◆ Short task a:
Reproduce the passage on the public trust doctrine in water law word for word, in full.

◆ Text passage:
Three speakers came together to discuss their views on the public trust doctrine as it applies to the current state of water law. Jennifer Harder moderated the discussion. She is a professor of law at the University of the Pacific, McGeorge School of Law, in Sacramento, California. The first part of the discussion was led by Buzz Thompson of O’Melveny & Myers, who is also a professor at Stanford Law School. He was followed by J. Craig Smith of Smith Hartvigsen, PLLC, located in Salt Lake City, Utah. Cynthia Koehler, co-founder and executive director of WaterNow Alliance, a non-profit organization based in San Francisco, concluded the discussion.

Thompson introduced the panel topic and provided general background information regarding the public trust doctrine and its application to the area of water rights. He informed the audience that the application of the public trust doctrine to water law sports about fifty years of legal history. Yet, this doctrine remains extremely controversial as it exposes a variety of legal puzzles. Only a handful of state courts have written on the subject; for example, both the California Supreme Court and the Hawaii Supreme Court published landmark opinions regarding the public trust doctrine in water law. Generally, states recognize that water is a public resource, exclusively owned by the state, even if states also recognize a variety of water rights held by private individuals.

◆ Records shown:

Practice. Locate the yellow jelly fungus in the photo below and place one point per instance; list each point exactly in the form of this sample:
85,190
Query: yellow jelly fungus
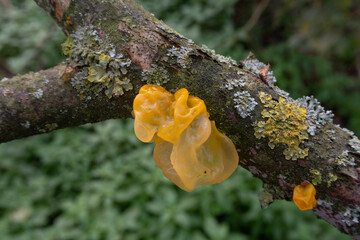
304,196
189,149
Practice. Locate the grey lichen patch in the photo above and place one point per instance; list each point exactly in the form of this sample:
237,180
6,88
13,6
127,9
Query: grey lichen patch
155,75
113,79
181,54
351,133
219,58
355,144
265,198
81,84
321,202
316,176
345,160
351,215
331,133
316,115
254,65
106,67
38,93
233,83
244,103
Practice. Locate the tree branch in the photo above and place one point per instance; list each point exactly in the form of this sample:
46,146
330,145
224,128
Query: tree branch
114,48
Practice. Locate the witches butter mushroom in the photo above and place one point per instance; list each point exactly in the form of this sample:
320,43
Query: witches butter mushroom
304,196
189,149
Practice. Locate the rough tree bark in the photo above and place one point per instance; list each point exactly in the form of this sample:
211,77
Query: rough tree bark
115,46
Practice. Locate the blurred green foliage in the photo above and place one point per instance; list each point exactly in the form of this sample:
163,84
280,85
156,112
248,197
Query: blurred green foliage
99,182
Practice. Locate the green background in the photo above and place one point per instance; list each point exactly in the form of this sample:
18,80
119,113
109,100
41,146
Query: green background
99,182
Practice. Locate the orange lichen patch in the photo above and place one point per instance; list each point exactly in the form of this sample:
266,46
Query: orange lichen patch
189,149
304,196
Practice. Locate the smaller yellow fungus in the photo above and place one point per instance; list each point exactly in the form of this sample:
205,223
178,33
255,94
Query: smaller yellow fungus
304,196
189,149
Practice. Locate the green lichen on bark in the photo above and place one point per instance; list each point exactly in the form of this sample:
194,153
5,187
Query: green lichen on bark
285,124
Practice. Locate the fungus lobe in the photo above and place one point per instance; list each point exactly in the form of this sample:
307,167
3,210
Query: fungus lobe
304,196
189,149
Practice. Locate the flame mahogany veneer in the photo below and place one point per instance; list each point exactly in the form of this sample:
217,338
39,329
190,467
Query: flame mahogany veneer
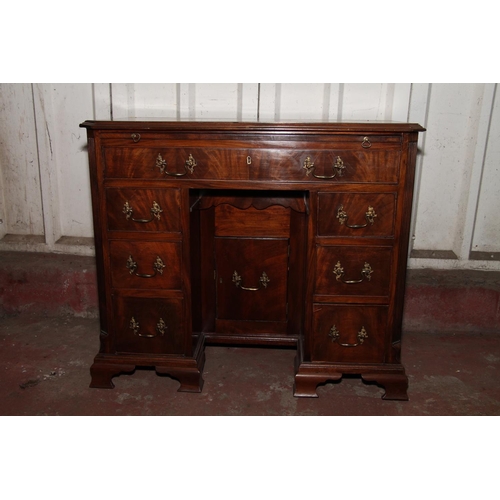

◆ Short task b:
Transcribe the rows from the line containing "Practice. Locate the smaller" through the end of the rows, inclusive, and leave out the pictures.

◆ Task solution a:
Three speakers came together to discuss their views on the public trust doctrine as it applies to the current state of water law. Jennifer Harder moderated the discussion. She is a professor of law at the University of the Pacific, McGeorge School of Law, in Sacramento, California. The first part of the discussion was led by Buzz Thompson of O’Melveny & Myers, who is also a professor at Stanford Law School. He was followed by J. Craig Smith of Smith Hartvigsen, PLLC, located in Salt Lake City, Utah. Cynthia Koehler, co-founder and executive director of WaterNow Alliance, a non-profit organization based in San Francisco, concluded the discussion.

Thompson introduced the panel topic and provided general background information regarding the public trust doctrine and its application to the area of water rights. He informed the audience that the application of the public trust doctrine to water law sports about fifty years of legal history. Yet, this doctrine remains extremely controversial as it exposes a variety of legal puzzles. Only a handful of state courts have written on the subject; for example, both the California Supreme Court and the Hawaii Supreme Court published landmark opinions regarding the public trust doctrine in water law. Generally, states recognize that water is a public resource, exclusively owned by the state, even if states also recognize a variety of water rights held by private individuals.

◆ Task solution b:
Practice. Locate the smaller yellow fungus in the photo above and place one point per instance; list each point exactly in the form of this sample:
205,223
178,33
255,94
Query: smaller yellow fungus
304,196
189,149
Practice. Locate the green lichen on bark in the photo above and place one point per instance; list each point exactly in the form of this sample:
194,153
5,187
Query: green lichen on bark
285,124
Practice. Locate the fungus lobe in the photo above and place one point per instance; list each point exactly in the form of this sample:
307,167
3,210
Query: fungus lobe
304,196
189,149
Practice. Locate the flame mahogany veneer in the photo below and place one point per instance; list each point exactly in the form of this sample:
217,338
39,329
190,467
Query: flame mahogany veneer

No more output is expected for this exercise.